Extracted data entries
━━━━━━━━━━
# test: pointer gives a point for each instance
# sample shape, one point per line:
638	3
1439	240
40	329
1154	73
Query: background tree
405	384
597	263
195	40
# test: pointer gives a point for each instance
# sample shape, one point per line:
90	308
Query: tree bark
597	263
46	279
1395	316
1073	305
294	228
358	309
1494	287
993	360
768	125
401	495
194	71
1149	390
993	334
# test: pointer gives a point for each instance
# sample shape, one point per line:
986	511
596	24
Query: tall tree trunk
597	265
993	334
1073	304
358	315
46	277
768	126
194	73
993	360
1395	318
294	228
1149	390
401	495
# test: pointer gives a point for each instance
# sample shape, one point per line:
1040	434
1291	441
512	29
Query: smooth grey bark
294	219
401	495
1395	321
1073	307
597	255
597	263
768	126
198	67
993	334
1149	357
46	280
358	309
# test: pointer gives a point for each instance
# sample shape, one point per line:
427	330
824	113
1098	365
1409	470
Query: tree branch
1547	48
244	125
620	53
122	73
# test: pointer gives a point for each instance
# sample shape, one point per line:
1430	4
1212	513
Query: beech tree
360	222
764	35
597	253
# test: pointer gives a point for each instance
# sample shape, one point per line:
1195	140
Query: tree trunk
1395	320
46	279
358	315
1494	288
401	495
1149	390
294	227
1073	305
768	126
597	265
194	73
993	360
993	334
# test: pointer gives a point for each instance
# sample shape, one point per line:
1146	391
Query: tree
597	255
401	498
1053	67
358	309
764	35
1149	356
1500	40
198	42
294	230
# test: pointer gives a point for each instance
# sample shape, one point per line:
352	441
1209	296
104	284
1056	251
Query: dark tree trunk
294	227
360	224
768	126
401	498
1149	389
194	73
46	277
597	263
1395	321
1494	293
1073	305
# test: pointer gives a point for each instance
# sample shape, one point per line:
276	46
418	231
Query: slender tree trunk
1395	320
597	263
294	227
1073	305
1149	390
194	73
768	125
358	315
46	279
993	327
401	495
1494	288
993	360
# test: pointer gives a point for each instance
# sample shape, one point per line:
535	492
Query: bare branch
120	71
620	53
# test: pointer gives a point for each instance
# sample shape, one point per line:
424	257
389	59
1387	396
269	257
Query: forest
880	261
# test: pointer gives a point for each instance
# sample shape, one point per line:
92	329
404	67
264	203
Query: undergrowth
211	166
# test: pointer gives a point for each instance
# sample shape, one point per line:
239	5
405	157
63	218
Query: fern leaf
━━━━━━━━━━
▶ [Problem requirements] Copy every record above verbatim and in full.

▶ [Your solution]
# test: pointer gives a point for each instance
# sample shape, one point per line:
638	3
1439	240
40	329
1154	73
Query: background tree
405	384
597	263
195	40
# test: pointer gives a point for each instance
# sample shape, one point per line:
90	308
Query: tree bark
597	263
46	279
1395	316
1073	305
294	228
358	309
1494	287
993	360
768	125
401	495
194	71
1149	390
993	334
# test: pointer gives a point for each instance
# sample shape, one point per line:
986	511
596	24
Query: tall tree trunk
597	265
993	334
1073	304
358	315
46	277
768	126
194	73
993	360
1395	318
294	228
1149	390
401	495
# test: pointer gives a point for each instance
# sample shape, one point per line:
1040	434
1291	441
512	29
Query: smooth grey bark
294	219
401	495
1395	321
1073	307
597	255
597	263
768	126
198	67
993	334
1149	357
46	280
358	309
# test: pointer gives a point for each instance
# sample shape, one point per line:
427	330
824	113
1098	365
1409	470
Query: tree branch
1547	48
244	125
620	53
122	73
# test: pointer gives a point for each instance
# sample shape, one point per line:
1430	4
1212	513
Query: beech tree
360	222
764	35
597	253
# test: pointer gives a point for each instance
# sample shape, one point per line:
1195	140
Query: tree trunk
1395	320
46	279
358	315
1494	288
401	495
1149	390
294	227
1073	305
768	126
597	265
194	73
993	360
993	334
# test: pointer gives a point for each instance
# sample shape, one point per line:
1146	391
Query: tree
597	255
401	498
1053	67
358	309
764	35
1149	356
1500	40
198	42
294	230
# test: pointer gives a point for each instance
# sample shape, one point per line:
352	441
1209	296
104	284
1056	251
Query: dark tree trunk
294	227
360	224
768	126
401	498
1149	389
194	73
46	277
597	263
1395	321
1494	293
1073	305
# test: pointer gives a point for each instance
# sample shape, one point per line:
276	46
418	231
Query: slender tree trunk
1395	320
597	263
294	227
1073	305
1149	390
194	73
768	125
358	315
46	279
993	327
401	495
1494	288
993	360
# test: pointer gives a point for each instance
# sample shape, one point per line:
535	492
Query: bare branch
120	71
620	53
# test: pointer gives a point for each instance
# sample shape, one point per line:
424	257
389	59
1387	396
269	257
Query: forest
880	261
# test: pointer gives a point for each instance
# sample shape, one point per line:
92	329
404	67
264	203
Query: undergrowth
211	166
# test: pointer gives a point for each instance
# sample shape, one point per line:
239	5
405	157
63	218
Query: fern leaf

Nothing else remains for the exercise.